Do This
Scripture: Isaiah 25:6-9 (The Message)
Preacher: Rev. Lindsey Hubbard-Groves
Sermon
May the words of my mouth and the meditations of all our hearts help us to know the words of Saint Paul, that “as we have borne the image of the earthly, we shall also bear the image of the heavenly.” —1 Corinthians 15:49 Amen.
And as we have borne the image of the earth(l)y, we shall also bear the image of the heavenly. From the get-go, this line of scripture is funny because in some translations it’s earth-y and in others it’s earth-ly. Either way, I found this verse aptly underlined in my Grandfather’s WWII pocket Bible just a day or so after he died.
I was sort of amazed at how easily I had come across this verse that would be perfect for any sort of memorial we’d put together with family in the days and months ahead. I also wondered to myself, hmmm, and then to my grandmother: “Grammy, do you think PaBaer underlined this for the same reason I think he underlined this?”

[Dataset entries]

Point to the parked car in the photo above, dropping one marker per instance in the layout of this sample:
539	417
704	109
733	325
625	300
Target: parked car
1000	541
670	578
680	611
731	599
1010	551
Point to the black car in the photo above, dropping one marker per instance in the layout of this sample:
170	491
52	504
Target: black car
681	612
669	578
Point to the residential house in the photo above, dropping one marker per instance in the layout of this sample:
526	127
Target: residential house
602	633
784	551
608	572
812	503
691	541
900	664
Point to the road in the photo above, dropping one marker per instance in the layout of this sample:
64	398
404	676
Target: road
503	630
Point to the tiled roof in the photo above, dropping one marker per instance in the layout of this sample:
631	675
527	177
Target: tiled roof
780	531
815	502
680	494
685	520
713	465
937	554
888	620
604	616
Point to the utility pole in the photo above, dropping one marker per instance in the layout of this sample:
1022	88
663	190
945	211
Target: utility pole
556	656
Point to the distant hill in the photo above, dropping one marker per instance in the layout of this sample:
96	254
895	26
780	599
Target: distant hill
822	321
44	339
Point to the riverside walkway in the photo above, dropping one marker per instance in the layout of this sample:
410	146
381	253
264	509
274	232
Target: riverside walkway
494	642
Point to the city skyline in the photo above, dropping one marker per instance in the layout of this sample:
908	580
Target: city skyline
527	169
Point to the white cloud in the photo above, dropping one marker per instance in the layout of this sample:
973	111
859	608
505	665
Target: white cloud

==

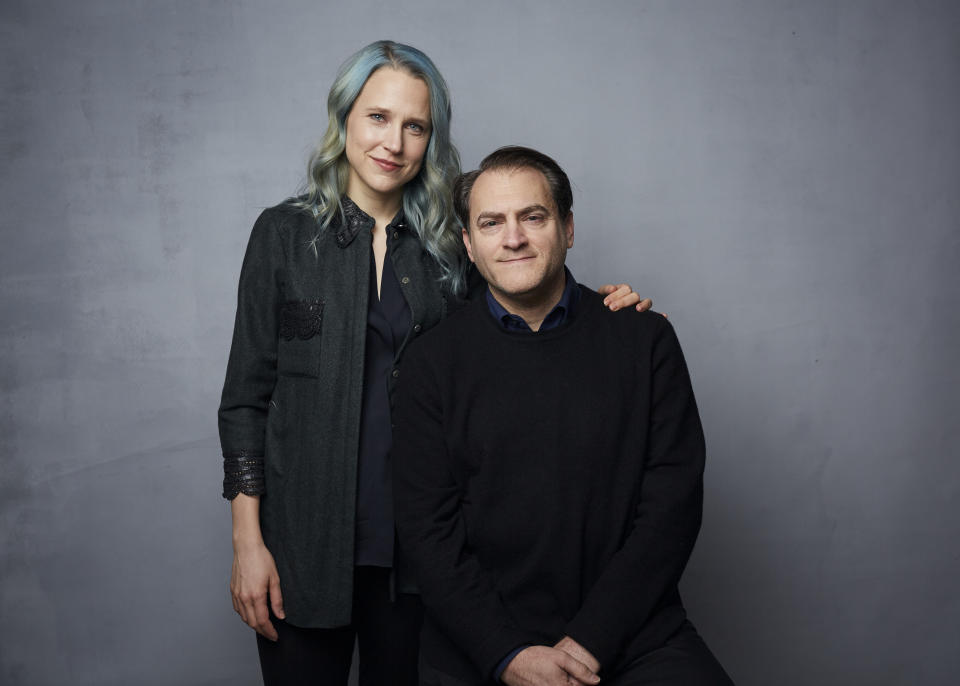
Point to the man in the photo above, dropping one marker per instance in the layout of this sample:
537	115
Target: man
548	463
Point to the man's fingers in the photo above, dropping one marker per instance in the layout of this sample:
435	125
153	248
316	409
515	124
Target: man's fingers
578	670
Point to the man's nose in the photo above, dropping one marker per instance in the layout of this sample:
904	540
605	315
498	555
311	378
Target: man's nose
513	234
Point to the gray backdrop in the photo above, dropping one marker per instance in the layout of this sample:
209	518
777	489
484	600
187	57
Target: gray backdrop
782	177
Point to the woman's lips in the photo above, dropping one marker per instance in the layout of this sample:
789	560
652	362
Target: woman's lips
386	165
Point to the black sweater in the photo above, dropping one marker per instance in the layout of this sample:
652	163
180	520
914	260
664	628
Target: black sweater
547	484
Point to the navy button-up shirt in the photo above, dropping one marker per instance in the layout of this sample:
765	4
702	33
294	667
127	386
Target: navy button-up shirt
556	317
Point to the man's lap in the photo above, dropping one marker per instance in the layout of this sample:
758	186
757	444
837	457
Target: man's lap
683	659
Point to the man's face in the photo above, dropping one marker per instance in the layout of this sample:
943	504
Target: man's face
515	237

==

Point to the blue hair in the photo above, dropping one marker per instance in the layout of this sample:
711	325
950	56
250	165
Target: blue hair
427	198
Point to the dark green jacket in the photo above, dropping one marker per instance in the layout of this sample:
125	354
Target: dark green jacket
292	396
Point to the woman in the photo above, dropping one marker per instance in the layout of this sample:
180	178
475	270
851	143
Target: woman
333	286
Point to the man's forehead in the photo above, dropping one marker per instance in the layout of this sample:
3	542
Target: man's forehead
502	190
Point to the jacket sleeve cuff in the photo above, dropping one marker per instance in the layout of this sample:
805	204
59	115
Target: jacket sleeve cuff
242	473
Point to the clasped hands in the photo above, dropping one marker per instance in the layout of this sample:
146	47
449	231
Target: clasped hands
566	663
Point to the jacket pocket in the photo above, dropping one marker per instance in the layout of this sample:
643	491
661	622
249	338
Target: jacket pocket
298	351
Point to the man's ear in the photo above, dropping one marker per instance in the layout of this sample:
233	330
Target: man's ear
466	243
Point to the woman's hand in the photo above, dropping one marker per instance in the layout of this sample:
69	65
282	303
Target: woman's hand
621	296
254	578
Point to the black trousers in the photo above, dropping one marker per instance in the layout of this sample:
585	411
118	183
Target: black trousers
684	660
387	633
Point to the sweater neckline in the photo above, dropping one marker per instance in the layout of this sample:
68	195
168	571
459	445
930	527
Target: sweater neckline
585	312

▸ Work order 1
In the sermon, where was the verse from 1 Corinthians 15:49 found underlined?
▸ Work order 2
Please quote the sermon, starting with "Preacher: Rev. Lindsey" and going on through "Corinthians 15:49 Amen.".
▸ Work order 3
Write what comes next in the sermon, picking up after its last sentence.

▸ Answer section 1
In the grandfather's WWII pocket Bible.

▸ Answer section 2
Preacher: Rev. Lindsey Hubbard-Groves
Sermon
May the words of my mouth and the meditations of all our hearts help us to know the words of Saint Paul, that “as we have borne the image of the earthly, we shall also bear the image of the heavenly.” —1 Corinthians 15:49 Amen.

▸ Answer section 3
His middle name was Baer, so we called him PaBaer, and my grandmother and I were now laughing because we were pretty sure this man’s twenty-something-self had likely underlined a Bible verse we now found reassuring because he saw his name in it. As we have borne the image of the earthly, so we shall bear the heavenly.
It’s a fun memory for me and a sacred promise for all of us; one that hopefully you, too, can find you and your loved ones in, even without Baer-inclusive names.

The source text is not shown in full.